Por José Vaccaro Ruiz.

Cartucho. Miguel Angel Ambrosio. Ediciones Atlantis.

 

En los tiempos convulsos que corren (calentamiento global, terremotos, tsunamis), en que el planeta Tierra, el mayor y más potente organismo vivo que marca y preside nuestra existencia de bacterias humanas, nos muestra su enfado y nos dice, como la señorita a su clase de párvulos: “niño esto no se hace, niño esto no se toca”, la novela de Miguel Angel Ambrosio, además de oportuna, tiene un doble sentido.

 

El primero retornar y volver la atención desde los teclados, las consolas, los PC, penn drives e internet que nos rodean hacia la Naturaleza primera, a la Madre de todos nosotros. Hecha esa Naturaleza de agua, piedra, aire y sol. Recordarnos que hay regatos, alcornoques, zarzas, ortigas, riscos. Que no todo es asfalto, semáforos, hormigón y cristales tintados. Las descripciones que hace Miguel Angel de las Peñas de Cebolleda, de Cuénabres, del Pico de Yordas -retruécanos, palabras esdrújulas paridas tras generaciones de pieles apergaminadas por el sol, el rocío del amanecer y el viento-, espacios en donde el hombre está solo frente a la Naturaleza, tienen la virtud de trascender a la acción y enviarnos un mensaje de pureza y de soledad en un entorno primigenio.

 

El segundo sentido es que en ese medio agreste que tiene e impone sus propias leyes, las pasiones humanas, la amistad o el odio, adquieren perfiles más nítidos e imperecederos. Lejos de las normas de cortesía imperantes en las colmenas de las ciudades, en esas aldeas que se debaten entre un frío y un calor extremos, con gentes que se mueven entre el blanco o el negro con clara exclusión de cualquier tono de gris, la relación de los protagonistas de Cartucho (Daniel, Francisco, Marquitos, Carlota, Pavel) tiene unas aristas más perfiladas y primarias que enriquecen la trama.

 

La sombra del oso Zarpo, que agazapado y oculto, pero omnipresente en toda la novela, se nos presenta como el último de los jueces que impone su ley entre los hombres del lugar. Al final, y esa es una de las moralejas (que no moralina) de la novela, es quien da la vida o la quita, quien dicta sentencia, castiga o bendice. Las últimas páginas cierran con broche de oro y dejan un resabio entre optimista y reflexivo en el lector mostrándole la debilidad del homo sapiens, un puro mono desnudo, un eslabón más en la cadena de los seres vivientes.
________
> _Tareas propuestas_
- 1) Resume en dos oraciones la reseña de la novela Cartucho.
- 2) Retoma la reseña de la novela Cartucho y escribe su continuación a partir de la última oración.

> _Datos sin procesar_
________
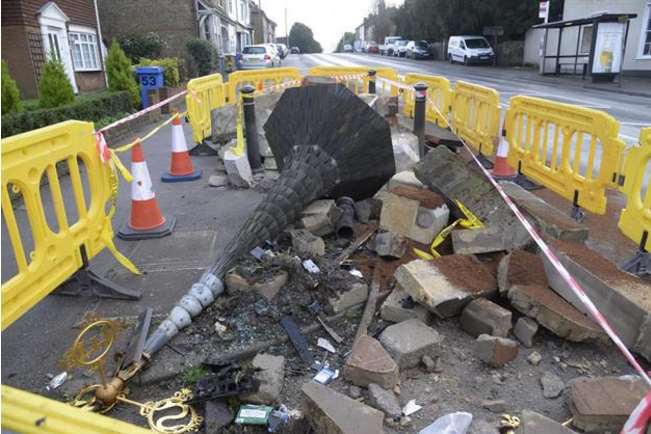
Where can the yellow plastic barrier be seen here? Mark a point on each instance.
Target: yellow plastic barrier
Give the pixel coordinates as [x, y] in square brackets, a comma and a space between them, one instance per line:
________
> _Soluciones_
- 1) La reseña considera oportuna la novela Cartucho, de Miguel Angel Ambrosio, y le atribuye un doble sentido: devolver la atención a la Naturaleza, con descripciones de parajes como las Peñas de Cebolleda o el Pico de Yordas, y mostrar cómo en ese medio agreste las pasiones de sus protagonistas adquieren perfiles más nítidos. También destaca la sombra omnipresente del oso Zarpo, que actúa como último juez entre los hombres del lugar, y un final que deja al lector entre el optimismo y la reflexión sobre la debilidad del ser humano.

- 2)
 

El trenzado de la trama en el tiempo da colorido y acentúa el interés por avanzar hacia un desenlace al que se llega a un ritmo galopante. La personificación de la maldad o la bondad está dibujada con claridad y con lógica, sin fuegos artificiales, sin maquillaje, a ras del suelo agreste y duro donde se desarrolla la novela.

 

Los capítulos correspondientes a la aparición del Caudillo de España por la gracia de Dios en misión de cacería por aquellos andurriales -¿Puede haber un punto de conexión entre el Dictador y Pavel?, dejo la pregunta en el aire-, o la lucha de los lugareños por evitar el derribo de sus casas ante la construcción de una presa sobre el Esla – el bautizar al nuevo enclave urbano levantado sobre los escombros de las antiguas aldeas anegadas como Nuevo Riaño nos tendría que hacer pensar-, enriquecen el libro y son un ejemplo del uso y el destino que los urbanitas o los poderosos tienen diseñado para su futuro. Un destino por supuesto al margen de sus moradores: servir de coto de caza para abatir rebecos con rifles de mira telescópica –otro elemento digno de ser rumiado-, o como fuente de energía para que el ascensor que les ha de elevar hasta su ático de diseño no se pare a media altura.